= Work instruction =
Your reply should be the full listing, copied exactly.

= Data records =

== Segment start ==

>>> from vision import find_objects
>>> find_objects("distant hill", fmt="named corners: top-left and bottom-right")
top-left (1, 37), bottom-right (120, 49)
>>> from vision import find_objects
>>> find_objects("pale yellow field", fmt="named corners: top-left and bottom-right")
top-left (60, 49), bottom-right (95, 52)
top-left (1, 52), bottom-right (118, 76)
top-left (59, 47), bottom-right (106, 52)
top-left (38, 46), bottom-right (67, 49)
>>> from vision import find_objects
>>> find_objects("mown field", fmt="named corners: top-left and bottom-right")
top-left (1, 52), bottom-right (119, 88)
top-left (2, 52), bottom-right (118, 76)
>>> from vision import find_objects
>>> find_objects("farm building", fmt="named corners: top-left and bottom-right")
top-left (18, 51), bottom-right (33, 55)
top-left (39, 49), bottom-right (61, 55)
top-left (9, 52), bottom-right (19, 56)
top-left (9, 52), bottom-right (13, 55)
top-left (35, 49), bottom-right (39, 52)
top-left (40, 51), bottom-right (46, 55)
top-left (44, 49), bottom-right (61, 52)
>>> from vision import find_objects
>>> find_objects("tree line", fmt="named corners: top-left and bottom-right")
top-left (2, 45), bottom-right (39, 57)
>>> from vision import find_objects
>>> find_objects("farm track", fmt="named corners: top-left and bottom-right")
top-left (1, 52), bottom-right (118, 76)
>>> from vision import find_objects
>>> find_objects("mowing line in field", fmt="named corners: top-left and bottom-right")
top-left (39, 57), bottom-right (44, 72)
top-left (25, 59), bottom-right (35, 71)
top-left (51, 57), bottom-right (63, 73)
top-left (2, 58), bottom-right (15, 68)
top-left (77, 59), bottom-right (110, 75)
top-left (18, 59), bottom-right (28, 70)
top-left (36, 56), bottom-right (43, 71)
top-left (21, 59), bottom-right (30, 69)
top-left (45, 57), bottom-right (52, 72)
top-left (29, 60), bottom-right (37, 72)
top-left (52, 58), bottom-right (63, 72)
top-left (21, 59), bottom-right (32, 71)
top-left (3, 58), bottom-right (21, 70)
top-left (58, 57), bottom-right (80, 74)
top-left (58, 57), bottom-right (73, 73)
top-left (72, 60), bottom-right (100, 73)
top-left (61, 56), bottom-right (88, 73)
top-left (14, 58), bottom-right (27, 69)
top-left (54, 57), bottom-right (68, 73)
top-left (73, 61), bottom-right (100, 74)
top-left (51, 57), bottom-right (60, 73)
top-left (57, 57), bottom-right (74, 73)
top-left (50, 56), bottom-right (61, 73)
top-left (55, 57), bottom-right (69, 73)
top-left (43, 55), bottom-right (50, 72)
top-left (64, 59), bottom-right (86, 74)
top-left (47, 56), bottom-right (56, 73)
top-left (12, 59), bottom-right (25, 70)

== Segment end ==

= Response area =
>>> from vision import find_objects
>>> find_objects("distant hill", fmt="named corners: top-left and bottom-right")
top-left (1, 37), bottom-right (120, 49)
>>> from vision import find_objects
>>> find_objects("pale yellow field", fmt="named corners: top-left and bottom-right")
top-left (60, 49), bottom-right (95, 52)
top-left (1, 52), bottom-right (118, 76)
top-left (59, 47), bottom-right (106, 52)
top-left (38, 46), bottom-right (67, 49)
>>> from vision import find_objects
>>> find_objects("mown field", fmt="named corners: top-left and bottom-right")
top-left (1, 52), bottom-right (119, 88)
top-left (2, 52), bottom-right (118, 76)
>>> from vision import find_objects
>>> find_objects("farm building", fmt="named corners: top-left and bottom-right")
top-left (18, 51), bottom-right (33, 55)
top-left (39, 49), bottom-right (61, 55)
top-left (9, 52), bottom-right (19, 56)
top-left (9, 52), bottom-right (13, 55)
top-left (35, 49), bottom-right (39, 52)
top-left (40, 51), bottom-right (46, 55)
top-left (44, 49), bottom-right (61, 52)
>>> from vision import find_objects
>>> find_objects("tree line", fmt="named corners: top-left and bottom-right")
top-left (2, 45), bottom-right (39, 57)
>>> from vision import find_objects
>>> find_objects("farm track", fmt="named corners: top-left and bottom-right")
top-left (1, 52), bottom-right (118, 76)
>>> from vision import find_objects
>>> find_objects("mowing line in field", fmt="named corners: top-left and bottom-right")
top-left (39, 57), bottom-right (44, 72)
top-left (25, 59), bottom-right (35, 71)
top-left (51, 57), bottom-right (63, 73)
top-left (2, 58), bottom-right (15, 68)
top-left (77, 59), bottom-right (110, 75)
top-left (18, 59), bottom-right (28, 70)
top-left (36, 56), bottom-right (43, 71)
top-left (21, 59), bottom-right (30, 69)
top-left (45, 57), bottom-right (52, 72)
top-left (29, 60), bottom-right (37, 72)
top-left (52, 58), bottom-right (63, 72)
top-left (21, 59), bottom-right (32, 71)
top-left (3, 58), bottom-right (21, 70)
top-left (58, 57), bottom-right (80, 74)
top-left (58, 57), bottom-right (73, 73)
top-left (72, 60), bottom-right (100, 73)
top-left (61, 56), bottom-right (88, 73)
top-left (14, 58), bottom-right (27, 69)
top-left (54, 57), bottom-right (68, 73)
top-left (73, 61), bottom-right (100, 74)
top-left (51, 57), bottom-right (60, 73)
top-left (57, 57), bottom-right (74, 73)
top-left (50, 56), bottom-right (61, 73)
top-left (55, 57), bottom-right (69, 73)
top-left (43, 55), bottom-right (50, 72)
top-left (64, 59), bottom-right (86, 74)
top-left (47, 56), bottom-right (56, 73)
top-left (12, 59), bottom-right (25, 70)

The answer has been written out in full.